Recently, a method was developed that couples bacterial surface-display of genetically-encoded peptide libraries with cell sorting and deep sequencing to compare the phosphorylation of hundreds-to-thousands of discrete sequences by individual tyrosine kinases^53,54. This platform was used to analyze comprehensive point-mutant libraries derived from key phosphorylation sites in T cell receptor and epidermal growth factor receptor (EGFR) signaling. The sequence-activity relationships extracted from these screens revealed an electrostatic selection mechanism in the T cell kinase ZAP-70 that controls ordered signaling upon T cell activation and likely contributes to the accuracy of the T cell response^53,54. The screens also revealed functional trade-offs in the evolution of EGFR substrates. Specifically, the data suggest that the sequences of phosphorylation sites in the EGFR tail have been tuned to suppress phosphorylation by cytoplasmic tyrosine kinases, such as c-Src and c-Abl, at the expense of tight binding to downstream effectors⁵⁵.

One observation that emerged from these investigations is that the successful coordination of the actions of multiple tyrosine kinases in a pathway often hinges on strong exclusionary rules at the residue immediately preceding the tyrosine phosphosite (the “−1” position). A comparison of specificity preferences at the −1 position across several kinases, coupled with sequence and structural analysis, has identified a specific residue in the F-G loop of the tyrosine kinase domain that can tune −1 preferences dramatically to direct substrate specificity (Figure 2B) ^54,55.

Ancestral sequence reconstruction has been used by Holt, Turk, and co-workers to pinpoint the molecular determinants of kinase specificity, as illustrated for the divergence in specificity within the CMGC family of serine/threonine kinases⁵⁶. Biochemical characterization of predicted ancestral sequences revealed that the identity of a single residue adjacent to the conserved Asp-Phe-Gly (DFG) motif in the activation loop of these kinases controls preferences for the residue at the +1 position in substrates. These experiments also showed that the specificity switch from a preferred +1 Pro to +1 Arg residue in one branch of the CMGC tree likely occurred through a promiscuous intermediate with dual specificity at this position.

Creixell, Linding, and co-workers developed a machine-learning strategy that integrates the full complement of human kinase sequences with experimentally-derived position-specific scoring matrices for hundreds of kinases⁵⁷ to predict residues that impact sequence preferences across the “kinome” ⁵⁸. This strategy recapitulated known specificity determinants obtained through studies on individual kinases, but also revealed a larger, sparse network of residues that control kinase specificity. Notably, many of these residues are distinct from those important for catalytic activity and regulation^59,60, and mutations at some of these positions are found in cancers, where they may rewire the topology of signaling networks⁶¹.

GPCR interactions with G-proteins and ligands

Like kinases, G protein coupled receptors (GPCRs) make up a large fraction (~4%) of the genes in the human genome⁴³. Unlike receptor kinases, which always have distinct extracellular sensory domains separated from intracellular catalytic domains, GPCRs are capable of binding a ligand and generating a signal transduction output using a single integrated transmembrane module¹³. Despite the growing number of crystal structures of GPCRs bound to extracellular and intracellular ligands, our understanding of the molecular determinants of ligand selectivity, and how distinct ligands transduce stimulatory or inhibitory signals in the same receptor, remains incomplete.

============

* _Problems to work on_:
#1 In the excerpt on signaling specificity, what share of the genes in the human genome do G protein coupled receptors make up?
#2 Continue the excerpt on signaling specificity from its final sentence.

* _Given material_:
============

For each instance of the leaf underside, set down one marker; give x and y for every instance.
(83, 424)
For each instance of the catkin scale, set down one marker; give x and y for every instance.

============

* _Answers to the exercises_:
#1 Approximately 4%.

#2
A recent investigation by Procko and co-workers utilized deep mutational scanning to examine cell-surface expression and ligand binding for two important human GPCRs, the chemokine receptors CXCR4 and CCR5⁶². There is also a conceptually related study by Garcia and co-workers on a different GPCR⁶³. Both CXCR4 and CXCR5 engage the HIV-1 envelope glycoprotein during infection, and they are activated by distinct sets of endogenous ligands to regulate the trafficking of white blood cells. The mutational screens revealed a previously unknown asymmetric mode of binding for the chemokine CXCL12 to CXCR4. These screens also identified mutations within the cores of these GPCRs, not in direct contact with ligands, that enhance ligand affinity⁶². Such residues are likely to underlie the allosteric network in these GPCRs that couples ligand binding to conformational changes in the intracellular region to engage downstream effectors.

The activation of GPCRs is coupled to the activation of heterotrimeric G proteins complexes (made up of α, β, and γ subunits). Each of the ~800 human GPCRs engages a distinct subset of the 16 different Gα proteins in these heterotrimeric complexes. Upon GPCR stimulation, the receptor facilitates release of GDP from the Gα protein in exchange for GTP, which leads to the dissociation of the αβγ complex and propagation of the signal.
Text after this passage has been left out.